Give back the line where "In the picture above, where can the asphalt" appears and all the lines after it until the listing ends, unchanged and with nothing else.

** START DATASET RECORDS **

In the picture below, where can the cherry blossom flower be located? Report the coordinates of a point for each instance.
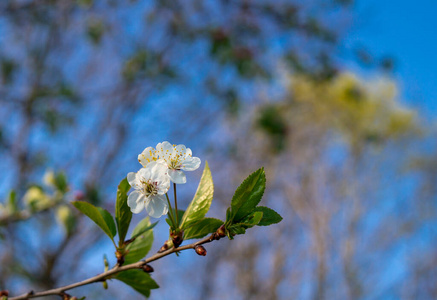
(147, 156)
(177, 158)
(151, 183)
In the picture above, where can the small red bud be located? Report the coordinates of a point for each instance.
(148, 269)
(79, 195)
(200, 250)
(165, 247)
(221, 232)
(120, 258)
(4, 293)
(177, 238)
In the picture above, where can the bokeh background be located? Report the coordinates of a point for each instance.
(335, 98)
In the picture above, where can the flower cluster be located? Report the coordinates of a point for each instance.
(151, 183)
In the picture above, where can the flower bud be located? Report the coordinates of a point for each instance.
(167, 245)
(4, 293)
(120, 258)
(177, 238)
(147, 268)
(221, 232)
(200, 250)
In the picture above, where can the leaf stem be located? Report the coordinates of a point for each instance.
(170, 210)
(176, 204)
(108, 274)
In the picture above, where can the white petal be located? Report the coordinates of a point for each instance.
(179, 150)
(132, 179)
(158, 171)
(156, 206)
(144, 173)
(177, 176)
(165, 150)
(147, 156)
(191, 164)
(135, 201)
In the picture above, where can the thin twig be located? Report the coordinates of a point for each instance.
(107, 275)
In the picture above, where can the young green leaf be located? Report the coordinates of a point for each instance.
(248, 222)
(202, 228)
(109, 220)
(180, 214)
(269, 216)
(138, 280)
(248, 195)
(123, 214)
(253, 219)
(136, 233)
(96, 216)
(201, 202)
(142, 243)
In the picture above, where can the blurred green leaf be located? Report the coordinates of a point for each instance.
(99, 216)
(95, 31)
(138, 280)
(123, 214)
(247, 196)
(201, 202)
(142, 244)
(8, 68)
(201, 228)
(61, 182)
(269, 216)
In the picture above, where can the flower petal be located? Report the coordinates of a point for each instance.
(191, 164)
(156, 206)
(157, 171)
(132, 179)
(144, 174)
(165, 150)
(177, 176)
(147, 156)
(135, 201)
(179, 151)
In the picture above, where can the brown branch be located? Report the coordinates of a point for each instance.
(107, 275)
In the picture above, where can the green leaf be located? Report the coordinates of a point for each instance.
(123, 214)
(202, 228)
(248, 222)
(138, 280)
(142, 244)
(248, 195)
(180, 214)
(201, 202)
(269, 216)
(139, 232)
(61, 182)
(253, 219)
(109, 220)
(95, 214)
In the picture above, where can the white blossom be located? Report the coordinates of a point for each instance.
(177, 158)
(151, 183)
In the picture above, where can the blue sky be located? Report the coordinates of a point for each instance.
(407, 31)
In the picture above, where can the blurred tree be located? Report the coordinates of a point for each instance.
(87, 84)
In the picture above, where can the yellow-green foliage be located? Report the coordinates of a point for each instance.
(362, 110)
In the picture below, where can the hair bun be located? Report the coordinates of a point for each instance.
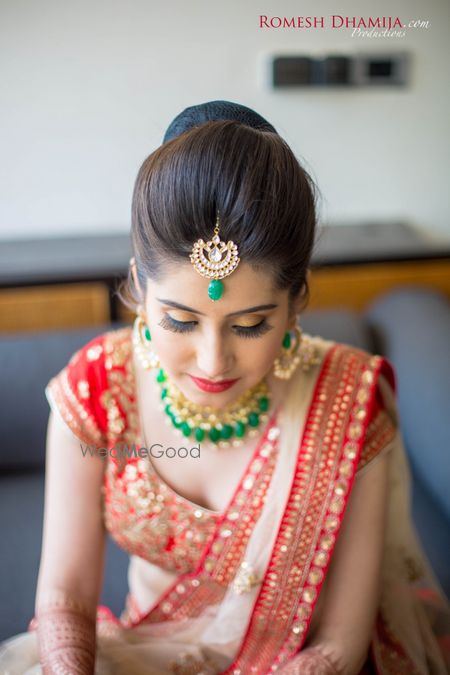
(212, 111)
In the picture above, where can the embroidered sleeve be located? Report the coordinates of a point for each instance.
(74, 394)
(382, 427)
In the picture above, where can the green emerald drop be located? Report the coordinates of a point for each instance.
(253, 419)
(287, 341)
(215, 289)
(199, 434)
(239, 429)
(263, 403)
(214, 434)
(161, 377)
(186, 429)
(226, 431)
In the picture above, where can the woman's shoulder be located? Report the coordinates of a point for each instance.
(80, 391)
(368, 382)
(340, 356)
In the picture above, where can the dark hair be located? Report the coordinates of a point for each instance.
(266, 202)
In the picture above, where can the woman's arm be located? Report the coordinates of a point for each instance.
(71, 567)
(341, 642)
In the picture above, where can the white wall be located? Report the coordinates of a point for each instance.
(88, 87)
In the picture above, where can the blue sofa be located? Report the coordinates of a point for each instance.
(411, 326)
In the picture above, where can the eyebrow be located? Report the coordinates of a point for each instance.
(177, 305)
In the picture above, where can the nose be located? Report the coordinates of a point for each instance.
(214, 361)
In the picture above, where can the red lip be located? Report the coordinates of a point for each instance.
(212, 387)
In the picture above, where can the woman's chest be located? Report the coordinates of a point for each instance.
(198, 472)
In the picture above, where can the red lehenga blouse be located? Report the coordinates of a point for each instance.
(203, 553)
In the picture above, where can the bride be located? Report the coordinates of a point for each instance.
(286, 543)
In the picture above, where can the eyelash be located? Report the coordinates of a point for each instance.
(175, 326)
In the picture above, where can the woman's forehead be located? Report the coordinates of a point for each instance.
(243, 288)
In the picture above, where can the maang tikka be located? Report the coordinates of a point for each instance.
(215, 260)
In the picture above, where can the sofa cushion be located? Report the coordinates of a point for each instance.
(27, 362)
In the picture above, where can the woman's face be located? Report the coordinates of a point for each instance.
(216, 340)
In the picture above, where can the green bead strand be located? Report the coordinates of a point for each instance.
(287, 341)
(199, 434)
(239, 429)
(214, 434)
(253, 419)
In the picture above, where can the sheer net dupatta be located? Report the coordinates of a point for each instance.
(413, 626)
(211, 638)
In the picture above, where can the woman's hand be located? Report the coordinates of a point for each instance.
(66, 642)
(310, 661)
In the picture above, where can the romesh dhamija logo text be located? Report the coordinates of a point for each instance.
(334, 21)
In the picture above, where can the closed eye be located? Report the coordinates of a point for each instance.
(168, 323)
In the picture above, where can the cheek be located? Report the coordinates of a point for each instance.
(260, 353)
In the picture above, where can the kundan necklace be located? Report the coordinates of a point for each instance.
(224, 427)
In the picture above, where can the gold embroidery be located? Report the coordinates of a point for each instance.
(143, 515)
(331, 445)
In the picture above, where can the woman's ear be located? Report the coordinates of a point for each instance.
(134, 276)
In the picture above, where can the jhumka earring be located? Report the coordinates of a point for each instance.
(215, 260)
(298, 350)
(142, 342)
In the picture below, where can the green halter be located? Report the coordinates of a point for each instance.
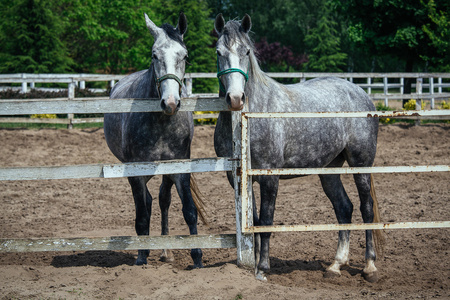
(228, 71)
(167, 76)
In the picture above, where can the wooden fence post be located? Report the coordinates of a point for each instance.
(385, 91)
(431, 90)
(24, 84)
(189, 86)
(71, 96)
(245, 244)
(419, 86)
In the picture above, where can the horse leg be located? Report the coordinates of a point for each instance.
(165, 199)
(370, 272)
(257, 236)
(143, 206)
(343, 209)
(269, 190)
(182, 183)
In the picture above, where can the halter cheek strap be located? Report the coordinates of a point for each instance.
(167, 76)
(228, 71)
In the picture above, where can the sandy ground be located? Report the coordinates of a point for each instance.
(415, 263)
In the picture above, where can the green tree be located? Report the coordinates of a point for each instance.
(438, 30)
(324, 46)
(286, 22)
(391, 28)
(109, 36)
(30, 38)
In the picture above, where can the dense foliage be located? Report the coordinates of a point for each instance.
(99, 36)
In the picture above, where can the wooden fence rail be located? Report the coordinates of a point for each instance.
(242, 240)
(381, 82)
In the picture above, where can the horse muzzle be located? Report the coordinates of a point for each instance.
(170, 106)
(235, 101)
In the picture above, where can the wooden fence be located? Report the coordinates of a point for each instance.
(239, 164)
(380, 86)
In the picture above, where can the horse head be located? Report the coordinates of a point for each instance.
(233, 58)
(169, 56)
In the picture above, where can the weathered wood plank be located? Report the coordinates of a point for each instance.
(119, 243)
(117, 170)
(168, 167)
(102, 105)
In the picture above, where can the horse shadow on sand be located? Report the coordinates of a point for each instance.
(105, 259)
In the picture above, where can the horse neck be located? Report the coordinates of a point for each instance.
(260, 89)
(153, 91)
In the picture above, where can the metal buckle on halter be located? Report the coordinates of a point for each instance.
(168, 76)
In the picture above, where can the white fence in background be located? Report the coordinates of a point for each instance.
(380, 86)
(239, 164)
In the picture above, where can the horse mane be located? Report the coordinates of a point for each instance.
(231, 34)
(173, 33)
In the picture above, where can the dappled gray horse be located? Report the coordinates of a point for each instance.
(294, 142)
(153, 136)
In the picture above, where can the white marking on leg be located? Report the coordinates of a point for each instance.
(341, 258)
(370, 267)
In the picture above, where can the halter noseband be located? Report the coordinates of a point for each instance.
(164, 77)
(228, 71)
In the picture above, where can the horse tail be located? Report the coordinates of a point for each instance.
(198, 201)
(378, 235)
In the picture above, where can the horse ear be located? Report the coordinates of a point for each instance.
(219, 24)
(154, 30)
(182, 23)
(246, 23)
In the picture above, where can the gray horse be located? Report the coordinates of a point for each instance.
(153, 136)
(294, 142)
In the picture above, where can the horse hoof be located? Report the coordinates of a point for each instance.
(166, 256)
(370, 277)
(260, 276)
(331, 274)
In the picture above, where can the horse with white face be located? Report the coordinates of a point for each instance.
(297, 142)
(154, 136)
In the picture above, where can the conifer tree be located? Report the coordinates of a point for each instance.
(30, 41)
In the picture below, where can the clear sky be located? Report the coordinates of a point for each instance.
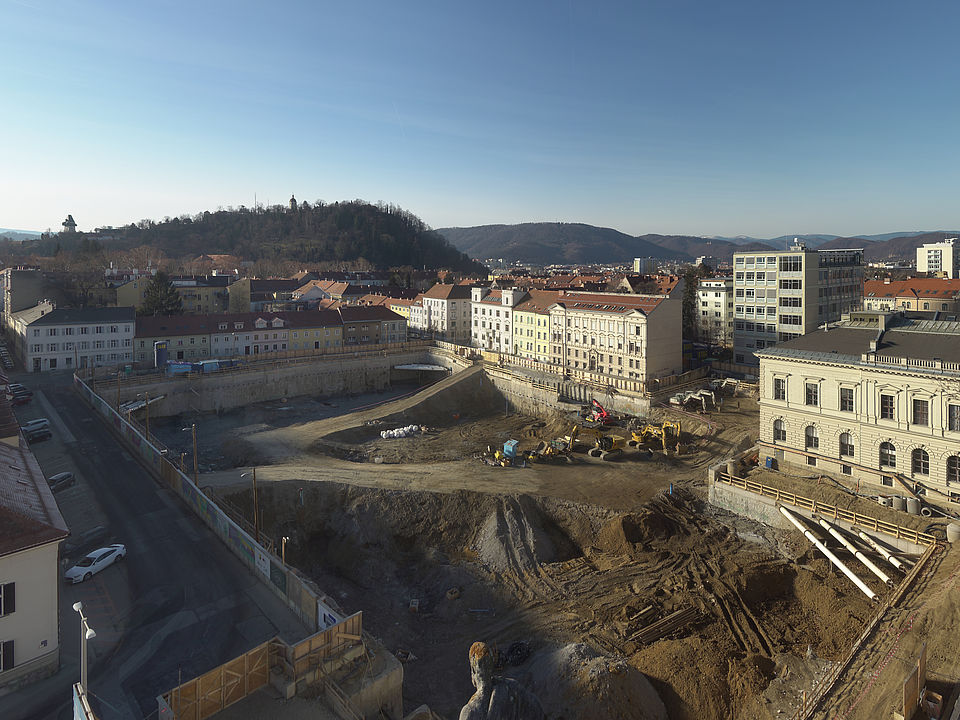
(709, 118)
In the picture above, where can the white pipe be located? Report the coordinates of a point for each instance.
(830, 556)
(886, 556)
(856, 553)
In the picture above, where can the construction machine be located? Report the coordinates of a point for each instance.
(608, 447)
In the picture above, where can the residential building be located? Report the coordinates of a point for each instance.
(715, 311)
(925, 294)
(531, 324)
(941, 259)
(49, 338)
(446, 312)
(31, 529)
(780, 295)
(199, 295)
(874, 396)
(371, 325)
(491, 326)
(630, 336)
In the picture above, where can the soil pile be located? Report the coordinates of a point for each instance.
(575, 682)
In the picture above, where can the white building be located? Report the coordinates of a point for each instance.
(49, 338)
(939, 259)
(446, 312)
(31, 529)
(780, 295)
(715, 311)
(492, 320)
(877, 395)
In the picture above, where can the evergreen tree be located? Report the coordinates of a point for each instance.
(160, 297)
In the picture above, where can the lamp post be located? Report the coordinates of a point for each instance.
(196, 473)
(86, 633)
(256, 505)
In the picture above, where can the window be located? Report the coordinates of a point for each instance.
(8, 598)
(779, 388)
(920, 462)
(779, 431)
(846, 399)
(846, 445)
(886, 407)
(953, 470)
(888, 455)
(921, 412)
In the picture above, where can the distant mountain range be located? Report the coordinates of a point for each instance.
(580, 244)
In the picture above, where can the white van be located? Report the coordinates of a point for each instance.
(38, 424)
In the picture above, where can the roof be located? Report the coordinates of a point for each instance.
(444, 291)
(357, 313)
(913, 338)
(83, 316)
(927, 288)
(29, 515)
(609, 302)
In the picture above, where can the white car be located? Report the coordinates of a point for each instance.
(95, 562)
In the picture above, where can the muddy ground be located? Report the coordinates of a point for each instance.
(572, 564)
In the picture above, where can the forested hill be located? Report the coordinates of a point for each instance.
(383, 236)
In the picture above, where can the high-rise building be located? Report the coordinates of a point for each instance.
(939, 259)
(783, 294)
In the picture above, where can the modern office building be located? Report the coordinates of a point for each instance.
(781, 295)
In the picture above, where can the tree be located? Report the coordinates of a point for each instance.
(160, 297)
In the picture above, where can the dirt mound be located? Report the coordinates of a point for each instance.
(513, 537)
(575, 682)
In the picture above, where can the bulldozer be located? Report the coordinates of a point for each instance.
(607, 447)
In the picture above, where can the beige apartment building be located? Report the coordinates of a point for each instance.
(874, 396)
(31, 529)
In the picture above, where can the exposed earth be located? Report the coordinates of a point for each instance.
(567, 569)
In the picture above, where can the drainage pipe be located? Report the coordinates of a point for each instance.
(856, 553)
(830, 556)
(886, 556)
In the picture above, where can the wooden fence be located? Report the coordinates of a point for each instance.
(829, 511)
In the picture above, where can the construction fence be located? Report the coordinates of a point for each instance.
(298, 593)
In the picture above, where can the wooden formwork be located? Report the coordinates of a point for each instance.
(201, 697)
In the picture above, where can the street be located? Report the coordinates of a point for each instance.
(179, 604)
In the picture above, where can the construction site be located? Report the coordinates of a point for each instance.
(583, 546)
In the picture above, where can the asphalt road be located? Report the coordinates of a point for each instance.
(179, 605)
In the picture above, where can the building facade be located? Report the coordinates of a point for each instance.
(940, 259)
(31, 529)
(715, 311)
(48, 338)
(873, 397)
(781, 295)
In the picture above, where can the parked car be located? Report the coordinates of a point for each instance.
(61, 481)
(38, 424)
(91, 564)
(83, 542)
(38, 435)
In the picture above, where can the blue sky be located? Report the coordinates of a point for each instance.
(705, 118)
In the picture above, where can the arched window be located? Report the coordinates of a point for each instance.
(920, 462)
(888, 455)
(846, 444)
(953, 469)
(779, 431)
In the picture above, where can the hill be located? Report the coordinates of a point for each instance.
(580, 244)
(381, 236)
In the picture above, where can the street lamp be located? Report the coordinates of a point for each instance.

** END DATASET RECORDS **

● WRITTEN ANSWER:
In the picture above, where can the asphalt road be located? Report the coordinates of a point for each instance.
(179, 605)
In the picture above, where can the building facade be located? Report the coordinates of a point for each instance.
(940, 259)
(31, 529)
(715, 311)
(48, 338)
(873, 397)
(781, 295)
In the picture above, where can the parked car be located? Report the coordinates of a point for each instance.
(61, 481)
(38, 424)
(91, 564)
(83, 542)
(38, 435)
In the picture above, where can the blue sky be located? Report the coordinates of a point for each instance.
(705, 118)
In the picture above, where can the arched window be located? Report the coordinates of a point for each instance.
(920, 462)
(888, 455)
(846, 444)
(953, 469)
(779, 431)
In the picture above, where can the hill be located? Report the coordinates of a point for each instance.
(580, 244)
(381, 236)
In the picture above, where can the street lamp be located? Report the coordinates of a point for each instance.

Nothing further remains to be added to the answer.